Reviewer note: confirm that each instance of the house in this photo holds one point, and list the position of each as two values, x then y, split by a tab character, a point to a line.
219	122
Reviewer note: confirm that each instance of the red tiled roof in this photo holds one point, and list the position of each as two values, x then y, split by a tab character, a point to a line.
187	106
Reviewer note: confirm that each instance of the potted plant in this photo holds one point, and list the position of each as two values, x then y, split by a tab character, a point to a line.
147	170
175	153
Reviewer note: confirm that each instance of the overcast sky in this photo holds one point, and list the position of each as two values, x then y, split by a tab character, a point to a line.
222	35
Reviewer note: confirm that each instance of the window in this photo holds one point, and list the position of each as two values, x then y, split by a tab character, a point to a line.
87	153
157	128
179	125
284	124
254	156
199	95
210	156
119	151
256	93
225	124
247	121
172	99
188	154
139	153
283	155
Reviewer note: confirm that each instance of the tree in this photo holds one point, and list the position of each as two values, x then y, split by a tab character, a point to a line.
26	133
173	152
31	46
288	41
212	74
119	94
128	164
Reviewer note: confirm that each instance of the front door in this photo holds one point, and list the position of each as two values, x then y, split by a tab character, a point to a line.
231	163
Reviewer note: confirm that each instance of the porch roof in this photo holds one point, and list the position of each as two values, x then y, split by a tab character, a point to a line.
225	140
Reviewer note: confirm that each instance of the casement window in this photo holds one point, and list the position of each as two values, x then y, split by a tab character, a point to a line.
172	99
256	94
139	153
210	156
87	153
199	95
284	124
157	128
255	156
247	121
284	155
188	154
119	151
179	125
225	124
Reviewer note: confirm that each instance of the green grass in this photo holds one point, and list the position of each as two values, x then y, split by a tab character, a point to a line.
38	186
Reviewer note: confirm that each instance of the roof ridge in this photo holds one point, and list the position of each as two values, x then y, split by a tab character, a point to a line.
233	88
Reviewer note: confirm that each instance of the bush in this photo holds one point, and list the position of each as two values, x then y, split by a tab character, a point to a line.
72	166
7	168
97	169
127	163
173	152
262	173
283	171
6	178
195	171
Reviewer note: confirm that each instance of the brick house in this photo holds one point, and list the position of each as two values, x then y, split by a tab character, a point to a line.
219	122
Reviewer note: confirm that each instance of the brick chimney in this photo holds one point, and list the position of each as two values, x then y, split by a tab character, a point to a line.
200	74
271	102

**Task objective:** The line with "Reviewer note: confirm that each instance of the bush" and all the lines after it in the records above are to be output exactly, with nothing added.

**Result of the exercise:**
Reviewer note: confirm that each instance of the bush in this photo holds one point, and list the position of each as two values, x then y, split by a tab character, a point to a line.
72	166
7	168
97	169
127	163
173	152
262	173
283	171
6	178
195	171
Reviewer note: confirm that each instance of the brick house in this photo holds one point, and list the position of each as two values, x then y, split by a tab character, a point to a line.
219	122
Reviewer note: confirm that each instance of the brick chimney in this photo holds one point, and list the position of each as two values, x then y, split by a tab character, a point to a line.
200	74
271	102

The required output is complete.